Objective
Could you put every line of the listing below into a numbered list, skipping blank lines and leaving out the pictures?
** START **
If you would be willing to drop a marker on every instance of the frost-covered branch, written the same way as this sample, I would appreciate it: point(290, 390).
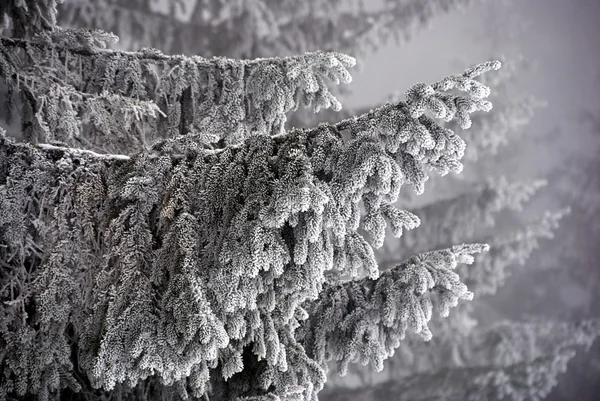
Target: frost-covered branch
point(457, 219)
point(366, 320)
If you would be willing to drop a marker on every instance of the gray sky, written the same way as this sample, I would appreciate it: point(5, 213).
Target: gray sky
point(561, 38)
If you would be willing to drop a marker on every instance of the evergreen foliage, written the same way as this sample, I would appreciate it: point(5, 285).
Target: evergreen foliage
point(193, 264)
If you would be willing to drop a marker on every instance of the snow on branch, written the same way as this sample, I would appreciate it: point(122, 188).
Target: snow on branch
point(365, 320)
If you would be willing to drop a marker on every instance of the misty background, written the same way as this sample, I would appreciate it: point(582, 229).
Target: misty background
point(557, 41)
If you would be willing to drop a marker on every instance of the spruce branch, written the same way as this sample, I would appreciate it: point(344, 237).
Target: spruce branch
point(366, 319)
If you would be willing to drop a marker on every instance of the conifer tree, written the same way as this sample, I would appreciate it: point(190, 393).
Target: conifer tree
point(472, 215)
point(260, 28)
point(163, 236)
point(510, 360)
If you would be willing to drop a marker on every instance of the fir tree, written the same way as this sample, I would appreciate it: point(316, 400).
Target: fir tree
point(192, 264)
point(511, 360)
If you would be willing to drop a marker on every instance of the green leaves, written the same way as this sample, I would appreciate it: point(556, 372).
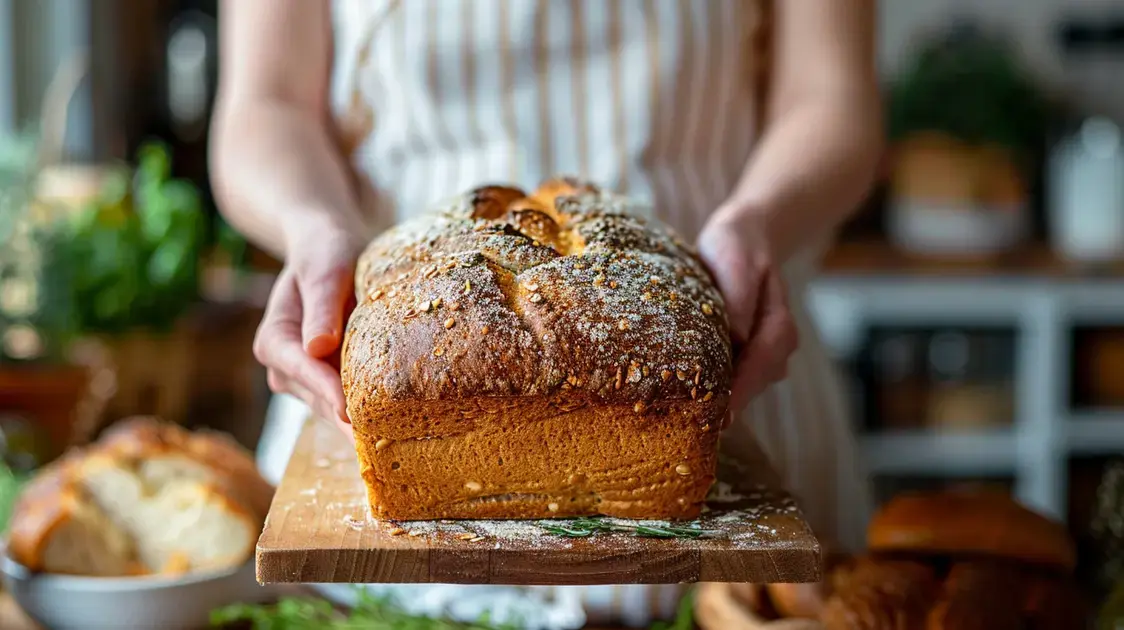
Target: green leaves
point(370, 613)
point(129, 260)
point(10, 486)
point(971, 87)
point(586, 528)
point(378, 613)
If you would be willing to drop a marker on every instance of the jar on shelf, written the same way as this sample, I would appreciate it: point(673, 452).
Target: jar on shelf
point(971, 381)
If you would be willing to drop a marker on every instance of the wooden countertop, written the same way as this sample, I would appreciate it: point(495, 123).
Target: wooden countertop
point(11, 618)
point(318, 531)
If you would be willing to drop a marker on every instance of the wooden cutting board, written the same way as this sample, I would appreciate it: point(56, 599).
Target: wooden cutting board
point(319, 531)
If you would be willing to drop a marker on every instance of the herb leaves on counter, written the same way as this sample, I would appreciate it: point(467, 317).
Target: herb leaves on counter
point(378, 613)
point(588, 527)
point(370, 613)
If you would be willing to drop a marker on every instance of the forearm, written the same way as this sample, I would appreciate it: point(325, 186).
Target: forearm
point(277, 173)
point(812, 169)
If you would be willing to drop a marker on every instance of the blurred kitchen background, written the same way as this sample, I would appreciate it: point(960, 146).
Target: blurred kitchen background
point(977, 304)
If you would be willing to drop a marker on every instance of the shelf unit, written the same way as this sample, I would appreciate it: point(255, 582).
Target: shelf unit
point(1047, 433)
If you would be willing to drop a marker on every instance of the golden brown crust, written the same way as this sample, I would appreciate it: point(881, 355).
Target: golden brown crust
point(970, 523)
point(42, 506)
point(51, 497)
point(563, 304)
point(980, 595)
point(143, 437)
point(881, 595)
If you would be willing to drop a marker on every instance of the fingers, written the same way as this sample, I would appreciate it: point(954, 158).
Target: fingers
point(763, 360)
point(326, 288)
point(723, 251)
point(324, 411)
point(278, 345)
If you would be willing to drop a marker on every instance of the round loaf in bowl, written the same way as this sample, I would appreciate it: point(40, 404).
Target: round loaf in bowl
point(970, 523)
point(151, 528)
point(175, 602)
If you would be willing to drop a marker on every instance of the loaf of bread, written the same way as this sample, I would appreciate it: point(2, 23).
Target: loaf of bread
point(984, 523)
point(939, 561)
point(148, 497)
point(551, 354)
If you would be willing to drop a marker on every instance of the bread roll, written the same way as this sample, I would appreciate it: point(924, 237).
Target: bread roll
point(968, 523)
point(148, 497)
point(520, 357)
point(881, 595)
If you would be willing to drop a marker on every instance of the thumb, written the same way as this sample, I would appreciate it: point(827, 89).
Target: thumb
point(325, 284)
point(723, 253)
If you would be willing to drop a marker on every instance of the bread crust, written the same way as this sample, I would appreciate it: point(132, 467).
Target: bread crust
point(60, 493)
point(968, 523)
point(564, 306)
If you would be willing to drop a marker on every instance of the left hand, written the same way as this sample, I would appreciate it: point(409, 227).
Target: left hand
point(735, 246)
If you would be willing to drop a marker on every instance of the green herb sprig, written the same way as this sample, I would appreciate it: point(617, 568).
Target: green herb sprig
point(588, 527)
point(371, 612)
point(379, 613)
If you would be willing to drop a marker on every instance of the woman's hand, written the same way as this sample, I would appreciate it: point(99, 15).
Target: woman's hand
point(735, 248)
point(300, 334)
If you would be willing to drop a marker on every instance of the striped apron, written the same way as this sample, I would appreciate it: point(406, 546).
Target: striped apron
point(652, 98)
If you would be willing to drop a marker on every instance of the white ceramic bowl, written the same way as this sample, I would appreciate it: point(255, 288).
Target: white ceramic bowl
point(64, 602)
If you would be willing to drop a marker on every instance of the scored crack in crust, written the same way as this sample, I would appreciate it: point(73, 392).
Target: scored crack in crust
point(504, 309)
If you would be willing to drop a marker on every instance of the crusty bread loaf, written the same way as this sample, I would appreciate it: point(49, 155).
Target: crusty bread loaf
point(148, 497)
point(970, 523)
point(526, 357)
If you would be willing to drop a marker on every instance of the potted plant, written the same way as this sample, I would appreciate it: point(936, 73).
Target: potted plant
point(52, 393)
point(966, 124)
point(124, 268)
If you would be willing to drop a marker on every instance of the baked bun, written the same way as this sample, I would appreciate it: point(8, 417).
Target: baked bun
point(148, 497)
point(973, 523)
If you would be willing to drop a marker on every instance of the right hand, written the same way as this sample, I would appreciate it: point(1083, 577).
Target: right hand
point(300, 334)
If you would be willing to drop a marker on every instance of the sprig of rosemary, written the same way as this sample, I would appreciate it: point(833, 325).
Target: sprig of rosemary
point(588, 527)
point(369, 613)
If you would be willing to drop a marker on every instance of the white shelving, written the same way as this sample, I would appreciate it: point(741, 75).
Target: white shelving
point(1036, 450)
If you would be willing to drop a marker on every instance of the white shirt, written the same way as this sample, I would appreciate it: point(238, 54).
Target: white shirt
point(652, 98)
** END **
Correct result
1. If you would be willing to drop a marker on every instance of the frost-covered branch, written the same way as this sample, I would appreciate it: point(290, 390).
2. Target: frost-covered branch
3. point(457, 219)
4. point(366, 320)
5. If you would be willing to drop a marker on every instance of the gray sky, written the same way as this sample, I would appreciate it: point(5, 213).
6. Target: gray sky
7. point(561, 38)
8. If you would be willing to drop a marker on every instance of the evergreen foliage, written the same way as this sample, I would appreciate it: point(5, 285).
9. Target: evergreen foliage
10. point(193, 264)
11. If you would be willing to drop a marker on every instance of the snow on branch, written the same way as this sample, I would appreciate it: point(122, 188).
12. Target: snow on branch
13. point(365, 320)
14. If you would be willing to drop a marker on every instance of the misty background, written the same way as this sample, I would appreciate it: point(582, 229).
15. Target: misty background
16. point(557, 41)
17. If you would be willing to drop a marker on every instance of the spruce branch, written the same way as this sample, I would appreciate it: point(344, 237).
18. Target: spruce branch
19. point(366, 319)
20. If you would be willing to drop a marker on every instance of the conifer tree, written the same way as this sample, I would appreciate it: point(190, 393).
21. Target: conifer tree
22. point(472, 215)
23. point(260, 28)
24. point(163, 236)
25. point(510, 360)
26. If you would be willing to drop a marker on every instance of the fir tree, written the same way as this sample, I would appreciate it: point(316, 400).
27. Target: fir tree
28. point(192, 264)
29. point(511, 360)
30. If you would be willing to drop a marker on every instance of the green leaves, written the same way as this sample, I would appreciate it: point(556, 372).
31. Target: green leaves
32. point(370, 613)
33. point(129, 260)
34. point(10, 486)
35. point(971, 87)
36. point(586, 528)
37. point(378, 613)
38. If you would be willing to drop a marker on every instance of the jar on shelf, written the same way as this sample, I would appreciate it: point(673, 452).
39. Target: jar on shelf
40. point(971, 381)
41. If you would be willing to drop a marker on every instance of the wooden countertop, written the same way as this sample, I would appreciate it: point(495, 123).
42. Target: wooden countertop
43. point(11, 618)
44. point(318, 531)
45. If you would be willing to drop a marker on every instance of the wooden cutting board, written the same way as this sample, I would appreciate it: point(56, 599).
46. Target: wooden cutting board
47. point(319, 531)
48. If you would be willing to drop a marker on every instance of the herb leaves on counter, written the same way as this sample, I would appreciate it: point(467, 317).
49. Target: herb leaves on counter
50. point(378, 613)
51. point(588, 527)
52. point(370, 613)
53. If you would be willing to drop a marker on every instance of the forearm, written the same way as this sample, I would appreciate it: point(325, 186).
54. Target: forearm
55. point(277, 173)
56. point(812, 169)
57. If you would be willing to drop a marker on every instance of the blurred kitchen background, written the same way as this sample, I would appreciate it: point(960, 146).
58. Target: blurred kitchen background
59. point(977, 304)
60. If you would be willing to drop a marker on every instance of the shelf unit, written the same way as this sample, I would appreciate it: point(255, 582).
61. Target: shelf unit
62. point(1047, 433)
63. If you would be willing to drop a marker on every instance of the golden brown crust, written the same way as this sample, I would appreciate it: point(881, 355).
64. Target: golden brown crust
65. point(970, 523)
66. point(42, 506)
67. point(51, 497)
68. point(563, 304)
69. point(980, 595)
70. point(143, 437)
71. point(881, 595)
72. If you would be willing to drop a marker on every instance of the fingers, written the same way as this sample, I would appreciate it: point(954, 158).
73. Target: fingers
74. point(763, 360)
75. point(326, 288)
76. point(723, 251)
77. point(324, 411)
78. point(278, 345)
79. If you would be willing to drop a marker on every instance of the round loaf in bowl, written the same way as this sample, I would appreciate it: point(40, 404).
80. Target: round loaf in bowl
81. point(970, 523)
82. point(151, 528)
83. point(175, 602)
84. If you would be willing to drop a marker on every instance of the loaf of bread, written the same way as this sample, I would appreciate it: point(2, 23).
85. Target: loaf of bread
86. point(984, 523)
87. point(939, 561)
88. point(148, 497)
89. point(551, 354)
90. If you would be willing to drop a marker on every instance of the bread roll, written the same way as this sample, I would appreciate it: point(924, 237).
91. Target: bread roll
92. point(968, 523)
93. point(148, 497)
94. point(520, 357)
95. point(881, 595)
96. If you would be willing to drop a marker on every instance of the thumb, written the same way as this sample, I would appreciate it: point(827, 89).
97. Target: thumb
98. point(325, 284)
99. point(723, 253)
100. If you would be willing to drop a marker on every instance of the bread crust, written the same way as this sample, I would appreciate it: point(132, 467).
101. Target: bread crust
102. point(60, 493)
103. point(968, 523)
104. point(564, 306)
105. If you would be willing to drop a marker on every instance of the left hand, written the same way as this sample, I would appreciate it: point(409, 227).
106. Target: left hand
107. point(735, 246)
108. If you would be willing to drop a marker on every instance of the green herb sprig, written the same way as this sample, I would appreciate it: point(617, 568).
109. Target: green herb sprig
110. point(588, 527)
111. point(371, 612)
112. point(379, 613)
113. If you would be willing to drop a marker on every instance of the woman's hand, written the same way as this sample, I would appreciate it: point(99, 15).
114. Target: woman's hand
115. point(735, 248)
116. point(300, 334)
117. If you would be willing to drop a marker on every instance of the striped apron, written the same way as this sample, I would appreciate it: point(406, 546).
118. Target: striped apron
119. point(652, 98)
120. If you would be willing to drop a marker on every instance of the white ceramic bowl, written the same way as this sample, I would appreciate it: point(255, 288).
121. Target: white ceramic bowl
122. point(64, 602)
123. If you would be willing to drop a marker on every instance of the scored crack in crust, written the same way as this sample, I would appreciate it: point(73, 392).
124. Target: scored crack in crust
125. point(504, 309)
126. If you would be willing to drop a marker on every instance of the crusty bread loaf, written the same way as this sample, I would appreciate it: point(49, 155).
127. Target: crusty bread loaf
128. point(148, 497)
129. point(970, 523)
130. point(526, 357)
131. If you would be willing to drop a marker on every instance of the potted plant, written the same way as this sample, I would appreciate it: point(936, 73).
132. Target: potted plant
133. point(52, 393)
134. point(966, 124)
135. point(124, 268)
136. If you would be willing to drop a marker on every instance of the baked bun, written the same way as this sample, I would appreciate it: point(8, 417).
137. Target: baked bun
138. point(148, 497)
139. point(973, 523)
140. If you would be willing to drop a marker on every instance of the right hand, written the same way as this sample, I would appreciate it: point(1083, 577).
141. Target: right hand
142. point(300, 334)
143. If you would be willing to drop a marker on every instance of the sprig of rosemary, written the same way as this sample, I would appreciate it: point(833, 325).
144. Target: sprig of rosemary
145. point(588, 527)
146. point(369, 613)
147. If you would be willing to drop a marker on every instance of the white shelving, written the same way as this sample, I would appreciate it: point(741, 75).
148. Target: white shelving
149. point(1036, 450)
150. If you would be willing to drop a marker on every instance of the white shirt, written the same way as this sample, I would appreciate it: point(238, 54).
151. Target: white shirt
152. point(652, 98)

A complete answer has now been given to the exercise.